(EXERCISE PROMPT):
Please rewrite the material below as a two-column CSV with the headers "prompt" and "response", one row per item. Put each item's text and its answer in their own quoted fields, with line breaks replaced by spaces.

(EXTRACTED INFORMATION):

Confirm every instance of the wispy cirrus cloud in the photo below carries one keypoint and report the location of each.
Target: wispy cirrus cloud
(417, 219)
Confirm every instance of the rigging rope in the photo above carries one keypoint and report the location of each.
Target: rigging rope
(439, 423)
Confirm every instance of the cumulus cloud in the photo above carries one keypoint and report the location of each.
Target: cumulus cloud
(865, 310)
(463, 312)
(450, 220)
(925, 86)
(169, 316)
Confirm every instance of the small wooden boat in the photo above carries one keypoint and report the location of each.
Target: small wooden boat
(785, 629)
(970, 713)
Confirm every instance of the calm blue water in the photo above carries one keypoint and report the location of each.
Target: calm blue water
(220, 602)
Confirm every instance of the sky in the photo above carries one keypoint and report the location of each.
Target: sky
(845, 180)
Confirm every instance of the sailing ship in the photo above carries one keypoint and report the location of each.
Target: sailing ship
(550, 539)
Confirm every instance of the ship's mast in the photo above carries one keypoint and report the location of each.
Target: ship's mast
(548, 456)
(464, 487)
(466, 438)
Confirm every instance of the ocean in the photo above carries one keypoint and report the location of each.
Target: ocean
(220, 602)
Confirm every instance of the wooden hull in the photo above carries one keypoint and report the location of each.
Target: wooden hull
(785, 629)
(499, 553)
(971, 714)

(EXPECTED ANSWER):
prompt,response
"Confirm every instance of the wispy cirrus cloud in the photo below carries one keypoint and report the location of each. Target: wispy cirrus cloud","(417, 219)"
"Confirm every instance of the rigging rope in the photo above carries one keypoint and report the location of each. Target: rigging rope","(439, 423)"
"Confirm every instance of the cumulus cloud in the photo above carries one keypoint and report the location of each. Target: cumulus cloud","(865, 310) (463, 312) (450, 220) (925, 86) (169, 316)"
"Confirm every instance of the small wooden boat in the photo above carries one keypoint and report the location of each. Target: small wooden boat","(785, 629) (970, 713)"
"Confirm every instance of the calm blue water in the photo above carries one keypoint and report the location of each. Target: calm blue water","(220, 602)"
"Confirm every instance of the sky in the photo above carries one keypoint and report the location of each. Target: sky","(845, 180)"
"Confirm every instance of the sailing ship in the photo above carries one keypoint and report the location of each. Target: sailing ship","(550, 539)"
"Confirm every instance of the ship's mast in the photo above carries one keypoint and report the location of each. Target: ship's mast","(548, 456) (464, 487) (466, 438)"
"Confirm every instance of the ocean in the photo above carries one keypoint and report the location of each. Target: ocean","(220, 602)"
"Confirm every instance of the wooden hull in the photo above carries one keypoint and report the location of each. Target: wooden hull","(785, 629) (499, 553) (971, 714)"